- [TASK DESCRIPTION]
Starting with the words "NINE letter to" and ending after "met at ADX.", reproduce verbatim the passage from the letter to the ADX warden below.

NINE letter to the adx warden
On February 7, 2008, I sent a letter to Ron Wiley USP Florence ADMAX U.S. Penitentiary (PO Box 8500 Florence, CO 81226).
Dear Warden Wiley:
It has come to my attention that certain personnel at ADX are in violation of the provisions of the LEGAL RESOURCE GUIDE TO THE FEDERAL BUREAU OF PRISONS (2008) concerning treatment of inmates. I am not writing to you to register a grievance as an informal or formal complaint. Nor am I seeking a review by the “Bureau of Prisons Administrator Remedy Program.” However, I am involved in an investigation of abuses of inmates at Federal penal institutions. Since I have a son incarcerated at ADX under BOP’s custody and care, and since you have the responsibility as custodian of ADX I am beginning my focus there. I also commend the competence of some personnel I’ve met at ADX.

- [ENTRIES SHOWN]
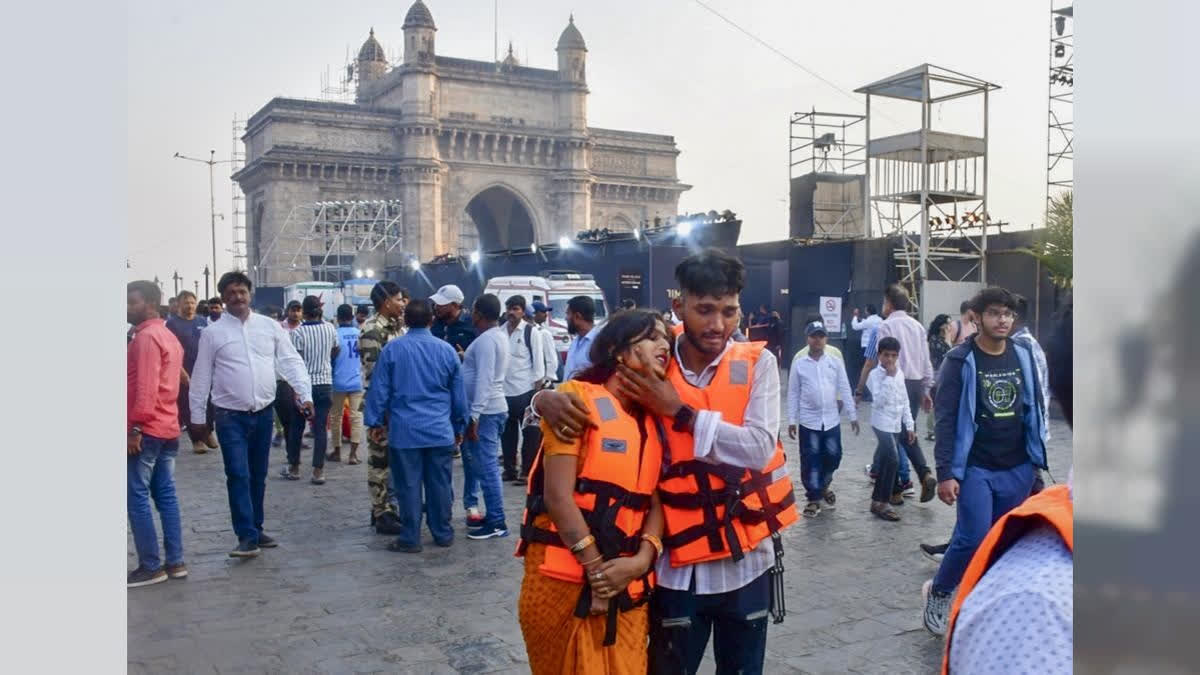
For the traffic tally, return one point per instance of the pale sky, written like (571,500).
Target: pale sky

...

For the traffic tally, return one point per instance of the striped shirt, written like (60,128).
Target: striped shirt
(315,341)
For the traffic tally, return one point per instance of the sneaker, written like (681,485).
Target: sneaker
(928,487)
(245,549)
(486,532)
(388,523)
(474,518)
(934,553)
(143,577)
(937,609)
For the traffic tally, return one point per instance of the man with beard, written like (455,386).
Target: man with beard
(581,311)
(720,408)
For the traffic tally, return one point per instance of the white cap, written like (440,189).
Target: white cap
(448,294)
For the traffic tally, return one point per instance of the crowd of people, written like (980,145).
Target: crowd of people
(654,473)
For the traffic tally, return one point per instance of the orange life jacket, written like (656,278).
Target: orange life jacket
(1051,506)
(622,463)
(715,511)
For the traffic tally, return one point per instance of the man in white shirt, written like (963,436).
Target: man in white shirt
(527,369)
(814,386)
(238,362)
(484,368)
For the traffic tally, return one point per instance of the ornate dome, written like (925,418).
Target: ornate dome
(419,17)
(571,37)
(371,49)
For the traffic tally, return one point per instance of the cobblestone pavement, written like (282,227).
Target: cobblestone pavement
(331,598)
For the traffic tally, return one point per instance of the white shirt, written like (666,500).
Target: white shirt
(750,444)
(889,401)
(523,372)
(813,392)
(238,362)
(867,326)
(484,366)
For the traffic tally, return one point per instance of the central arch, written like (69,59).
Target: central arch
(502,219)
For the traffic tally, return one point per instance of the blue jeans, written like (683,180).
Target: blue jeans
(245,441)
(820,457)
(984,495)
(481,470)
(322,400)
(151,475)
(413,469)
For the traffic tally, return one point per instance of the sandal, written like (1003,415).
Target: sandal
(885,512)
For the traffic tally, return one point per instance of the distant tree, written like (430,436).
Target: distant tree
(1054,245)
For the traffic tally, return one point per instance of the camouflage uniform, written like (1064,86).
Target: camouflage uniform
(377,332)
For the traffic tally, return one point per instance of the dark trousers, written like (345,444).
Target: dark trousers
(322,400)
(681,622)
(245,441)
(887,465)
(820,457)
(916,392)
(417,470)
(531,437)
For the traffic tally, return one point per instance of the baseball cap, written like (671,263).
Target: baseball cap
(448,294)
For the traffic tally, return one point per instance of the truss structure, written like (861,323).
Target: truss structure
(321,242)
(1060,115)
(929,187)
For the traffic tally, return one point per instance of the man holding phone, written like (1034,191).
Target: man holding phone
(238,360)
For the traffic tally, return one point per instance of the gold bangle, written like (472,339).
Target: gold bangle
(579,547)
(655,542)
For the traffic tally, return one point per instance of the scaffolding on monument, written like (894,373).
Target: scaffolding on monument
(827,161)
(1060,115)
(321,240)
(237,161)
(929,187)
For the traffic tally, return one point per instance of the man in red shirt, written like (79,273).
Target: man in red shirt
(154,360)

- [TASK OUTPUT]
NINE letter to the adx warden
On February 7, 2008, I sent a letter to Ron Wiley USP Florence ADMAX U.S. Penitentiary (PO Box 8500 Florence, CO 81226).
Dear Warden Wiley:
It has come to my attention that certain personnel at ADX are in violation of the provisions of the LEGAL RESOURCE GUIDE TO THE FEDERAL BUREAU OF PRISONS (2008) concerning treatment of inmates. I am not writing to you to register a grievance as an informal or formal complaint. Nor am I seeking a review by the “Bureau of Prisons Administrator Remedy Program.” However, I am involved in an investigation of abuses of inmates at Federal penal institutions. Since I have a son incarcerated at ADX under BOP’s custody and care, and since you have the responsibility as custodian of ADX I am beginning my focus there. I also commend the competence of some personnel I’ve met at ADX.